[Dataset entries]

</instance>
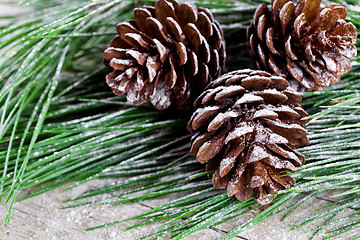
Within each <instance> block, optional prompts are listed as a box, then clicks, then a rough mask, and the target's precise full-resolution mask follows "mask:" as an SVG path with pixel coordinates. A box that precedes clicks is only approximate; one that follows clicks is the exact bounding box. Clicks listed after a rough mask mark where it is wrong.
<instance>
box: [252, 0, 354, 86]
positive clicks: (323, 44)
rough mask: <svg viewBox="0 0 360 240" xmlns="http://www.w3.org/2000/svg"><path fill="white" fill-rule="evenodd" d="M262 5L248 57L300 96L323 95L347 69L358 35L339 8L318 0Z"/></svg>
mask: <svg viewBox="0 0 360 240" xmlns="http://www.w3.org/2000/svg"><path fill="white" fill-rule="evenodd" d="M271 2H272V8H271V11H270V10H269V9H268V8H267V6H266V5H261V6H260V7H259V8H258V9H257V11H256V12H255V15H254V20H253V22H252V24H251V26H250V27H249V29H248V41H249V46H250V55H251V57H252V58H253V60H254V62H255V64H256V67H257V68H258V69H262V70H266V71H269V72H271V73H275V74H276V75H278V76H282V77H285V78H286V79H288V80H290V83H291V85H292V86H293V87H294V88H295V89H297V90H299V91H308V90H322V89H324V88H325V87H327V86H329V85H331V84H334V83H337V82H339V81H340V78H341V76H342V75H343V74H345V73H347V72H349V71H350V70H351V64H350V59H353V58H355V56H356V54H357V50H356V47H355V43H356V38H357V33H356V28H355V26H354V25H353V24H352V23H346V21H345V18H346V16H347V10H346V8H344V7H343V6H341V5H339V4H330V5H328V6H326V7H324V8H321V7H320V4H321V0H299V1H298V2H297V4H296V3H294V1H292V0H272V1H271Z"/></svg>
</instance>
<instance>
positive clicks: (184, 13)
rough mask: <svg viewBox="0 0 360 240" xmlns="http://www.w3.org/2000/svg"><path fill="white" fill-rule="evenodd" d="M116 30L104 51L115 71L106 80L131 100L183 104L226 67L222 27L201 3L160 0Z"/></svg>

#### Exercise instructions:
Return, exactly as they stand, all of the lines above, but not the pictures.

#### Expected answer:
</instance>
Within each <instance> block, optional prompts are listed as a box, then clicks, then a rough mask, and the target's precise full-resolution mask follows "mask:" as an SVG path with pixel coordinates. A box that precedes clicks is only approximate; one that follows clicks is the exact bounding box. Clicks listed after a rough mask mark where it is wrong.
<instance>
box: [252, 0, 354, 86]
positive clicks: (323, 44)
rough mask: <svg viewBox="0 0 360 240" xmlns="http://www.w3.org/2000/svg"><path fill="white" fill-rule="evenodd" d="M262 5L248 57L300 96L323 95L347 69L358 35L339 8L318 0Z"/></svg>
mask: <svg viewBox="0 0 360 240" xmlns="http://www.w3.org/2000/svg"><path fill="white" fill-rule="evenodd" d="M271 2H272V8H271V11H270V10H269V9H268V8H267V6H266V5H261V6H260V7H259V8H258V9H257V11H256V12H255V15H254V20H253V22H252V24H251V26H250V27H249V29H248V41H249V46H250V55H251V57H252V58H253V60H254V62H255V64H256V67H257V68H258V69H262V70H266V71H269V72H271V73H275V74H276V75H278V76H282V77H285V78H286V79H288V80H290V83H291V85H292V86H293V87H294V88H295V89H297V90H299V91H308V90H322V89H324V88H325V87H327V86H329V85H331V84H334V83H337V82H339V81H340V78H341V76H342V75H343V74H345V73H347V72H349V71H350V70H351V64H350V59H353V58H355V56H356V54H357V50H356V47H355V43H356V38H357V33H356V28H355V26H354V25H353V24H352V23H346V21H345V18H346V16H347V10H346V8H344V7H343V6H341V5H339V4H330V5H328V6H326V7H324V8H321V7H320V4H321V0H299V1H298V2H297V4H296V3H294V1H292V0H272V1H271Z"/></svg>
</instance>
<instance>
positive clicks: (184, 13)
rough mask: <svg viewBox="0 0 360 240" xmlns="http://www.w3.org/2000/svg"><path fill="white" fill-rule="evenodd" d="M116 30L104 51L115 71L106 80L131 100L183 104L226 67L222 27L201 3L160 0Z"/></svg>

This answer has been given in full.